╭──

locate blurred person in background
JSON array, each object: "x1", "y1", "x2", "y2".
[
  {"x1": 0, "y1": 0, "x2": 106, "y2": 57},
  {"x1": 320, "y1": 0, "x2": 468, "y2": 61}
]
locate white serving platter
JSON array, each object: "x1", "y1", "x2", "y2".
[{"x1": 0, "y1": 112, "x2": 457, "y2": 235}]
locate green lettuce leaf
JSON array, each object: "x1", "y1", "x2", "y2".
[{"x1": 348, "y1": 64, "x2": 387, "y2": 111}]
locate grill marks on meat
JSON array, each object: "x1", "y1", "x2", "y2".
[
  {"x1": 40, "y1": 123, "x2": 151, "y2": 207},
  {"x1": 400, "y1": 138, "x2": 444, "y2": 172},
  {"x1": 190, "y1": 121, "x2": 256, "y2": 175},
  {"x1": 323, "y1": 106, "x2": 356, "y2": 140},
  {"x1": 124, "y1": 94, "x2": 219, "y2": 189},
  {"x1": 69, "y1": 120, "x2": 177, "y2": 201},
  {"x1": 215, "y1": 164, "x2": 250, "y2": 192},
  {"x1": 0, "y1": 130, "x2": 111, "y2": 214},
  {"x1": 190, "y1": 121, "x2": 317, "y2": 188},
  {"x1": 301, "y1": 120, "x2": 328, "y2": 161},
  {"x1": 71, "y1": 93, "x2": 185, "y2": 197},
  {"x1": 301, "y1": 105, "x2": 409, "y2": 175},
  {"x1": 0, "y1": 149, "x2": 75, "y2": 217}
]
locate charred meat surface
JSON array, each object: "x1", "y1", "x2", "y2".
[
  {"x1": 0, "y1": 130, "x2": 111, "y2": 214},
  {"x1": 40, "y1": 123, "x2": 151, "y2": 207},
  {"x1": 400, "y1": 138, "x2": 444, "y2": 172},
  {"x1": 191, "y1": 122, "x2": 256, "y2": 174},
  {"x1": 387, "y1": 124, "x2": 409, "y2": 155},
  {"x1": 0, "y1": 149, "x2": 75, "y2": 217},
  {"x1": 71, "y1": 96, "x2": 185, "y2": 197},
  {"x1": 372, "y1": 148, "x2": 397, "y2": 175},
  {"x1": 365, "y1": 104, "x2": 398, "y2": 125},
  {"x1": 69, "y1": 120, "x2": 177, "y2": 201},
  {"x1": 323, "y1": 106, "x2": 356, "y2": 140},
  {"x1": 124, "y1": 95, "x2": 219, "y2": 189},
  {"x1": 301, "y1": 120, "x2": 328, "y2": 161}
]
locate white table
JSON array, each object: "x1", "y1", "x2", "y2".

╰──

__GOAL__
Copy all the items above again, swapping every "locate" for "find" and leaving everything else unchanged.

__RESPONSE TO THIS EXERCISE__
find blurred person in background
JSON array, each object: "x1", "y1", "x2", "y2".
[
  {"x1": 0, "y1": 0, "x2": 106, "y2": 57},
  {"x1": 320, "y1": 0, "x2": 468, "y2": 61}
]
find white serving platter
JSON array, each object: "x1", "y1", "x2", "y2".
[{"x1": 0, "y1": 112, "x2": 457, "y2": 235}]
find green lettuce leaf
JSON array, each object: "x1", "y1", "x2", "y2".
[{"x1": 348, "y1": 64, "x2": 387, "y2": 111}]
find grill marks on meat
JSON array, each object: "x1", "y1", "x2", "y2".
[
  {"x1": 40, "y1": 123, "x2": 151, "y2": 207},
  {"x1": 400, "y1": 138, "x2": 444, "y2": 172},
  {"x1": 190, "y1": 121, "x2": 256, "y2": 175},
  {"x1": 323, "y1": 106, "x2": 356, "y2": 140},
  {"x1": 124, "y1": 94, "x2": 219, "y2": 189},
  {"x1": 69, "y1": 120, "x2": 177, "y2": 201},
  {"x1": 215, "y1": 164, "x2": 250, "y2": 192},
  {"x1": 0, "y1": 130, "x2": 111, "y2": 214},
  {"x1": 190, "y1": 121, "x2": 317, "y2": 188},
  {"x1": 301, "y1": 120, "x2": 328, "y2": 161},
  {"x1": 71, "y1": 93, "x2": 185, "y2": 197},
  {"x1": 301, "y1": 105, "x2": 409, "y2": 175},
  {"x1": 0, "y1": 149, "x2": 75, "y2": 217}
]
find charred meat surface
JSON array, each object: "x1", "y1", "x2", "y2".
[
  {"x1": 0, "y1": 130, "x2": 111, "y2": 214},
  {"x1": 40, "y1": 123, "x2": 151, "y2": 207},
  {"x1": 400, "y1": 138, "x2": 444, "y2": 172},
  {"x1": 191, "y1": 122, "x2": 256, "y2": 174},
  {"x1": 387, "y1": 124, "x2": 409, "y2": 155},
  {"x1": 0, "y1": 149, "x2": 75, "y2": 217},
  {"x1": 71, "y1": 96, "x2": 185, "y2": 197},
  {"x1": 372, "y1": 148, "x2": 397, "y2": 175},
  {"x1": 365, "y1": 104, "x2": 398, "y2": 125},
  {"x1": 69, "y1": 120, "x2": 177, "y2": 201},
  {"x1": 323, "y1": 106, "x2": 356, "y2": 140},
  {"x1": 124, "y1": 95, "x2": 219, "y2": 189},
  {"x1": 301, "y1": 120, "x2": 328, "y2": 161}
]
find white table
JSON array, each object: "x1", "y1", "x2", "y2".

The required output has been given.